* **Exercise instructions**
Reproduce the following lines verbatim, leaving every character unchanged.

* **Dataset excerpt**
* * *

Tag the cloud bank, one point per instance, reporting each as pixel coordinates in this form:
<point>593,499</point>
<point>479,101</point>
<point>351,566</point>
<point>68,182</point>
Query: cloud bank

* * *

* **Answer to the problem**
Tag the cloud bank, one point per instance, reporting each as pixel coordinates in this form:
<point>593,499</point>
<point>479,101</point>
<point>351,566</point>
<point>68,182</point>
Query: cloud bank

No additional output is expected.